Removed From Game – My Worlds Week, Part 1

Claim your territory at The 2009's State and Provincial Championships!
Tuesday, December 1st – Featuring Rich, Greg, Corey, Brad, Antoine, Olivier, Mat, Kali, Kelly, Dave, Evan, Craig, Bill, Keita, Daisuke, Andrea, Bruno, Tim, Nate, Brian, Randy, Paulo, Gaudenis, and Sam. Including lots of fluffy stuff you don’t need to know, and some straight talking about Metagame choices that you really do.

We’ve got a good few weeks to digest the season, so I’m not going to rush into the Worlds Report Card, Review of the Season, the State of Magic, and other such weighty issues. For now, fresh off the plane home from Rome, I want to share the story of a wonderful week in gaming, and to start, we head back to six o’clock in the morning, in a freezing cold Lincolnshire town, last Tuesday morning…


Walk, taxi, train, plane, taxi, walk. That’s generally the pattern for most of these fantastic trips. I always find it entertaining when long-distance travellers to Europe greet me with variations on a theme of, ‘How was your trip? Of course, it’s really close.’ The fact is, it actually makes very little difference where in the world we’re travelling to. That might sound counter-intuitive, but it’s true. Flight time is such a small part of any travel day that the Pro Tour might just as well be in New York as Rome. Pretty much anywhere is a day away, it’s just that occasionally that day gets a tiny bit stretched.

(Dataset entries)
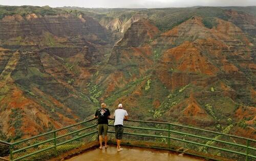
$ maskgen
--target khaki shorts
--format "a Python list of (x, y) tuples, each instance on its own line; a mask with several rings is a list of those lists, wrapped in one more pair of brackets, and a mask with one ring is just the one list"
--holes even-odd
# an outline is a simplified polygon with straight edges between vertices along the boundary
[(102, 131), (104, 131), (104, 135), (106, 136), (108, 128), (109, 125), (108, 124), (98, 124), (98, 132), (99, 132), (99, 135), (102, 135)]
[(123, 126), (122, 125), (115, 125), (116, 131), (116, 139), (121, 140), (123, 138)]

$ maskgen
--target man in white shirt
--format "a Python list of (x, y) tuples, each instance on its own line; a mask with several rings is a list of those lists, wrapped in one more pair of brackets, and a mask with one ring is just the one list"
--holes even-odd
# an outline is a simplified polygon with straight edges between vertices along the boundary
[(116, 142), (117, 144), (118, 151), (123, 150), (121, 148), (120, 144), (121, 140), (123, 138), (123, 119), (128, 119), (128, 114), (127, 111), (122, 109), (123, 105), (122, 104), (118, 104), (118, 109), (115, 111), (114, 117), (115, 118), (115, 131), (116, 132)]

(Tasks to perform):
**1)** Transcribe the Worlds Week article from "Walk, taxi, train, plane, taxi, walk." to "tiny bit stretched.".
**2)** In the Worlds Week article, which city was the writer flying home from?
**3)** List each distinct means of travel named in the usual pattern of these trips, as the Worlds Week article gives it.

(Solutions per task):
**1)**
Walk, taxi, train, plane, taxi, walk. That’s generally the pattern for most of these fantastic trips. I always find it entertaining when long-distance travellers to Europe greet me with variations on a theme of, ‘How was your trip? Of course, it’s really close.’ The fact is, it actually makes very little difference where in the world we’re travelling to. That might sound counter-intuitive, but it’s true. Flight time is such a small part of any travel day that the Pro Tour might just as well be in New York as Rome. Pretty much anywhere is a day away, it’s just that occasionally that day gets a tiny bit stretched.

**2)** Rome

**3)** Walk, taxi, train, plane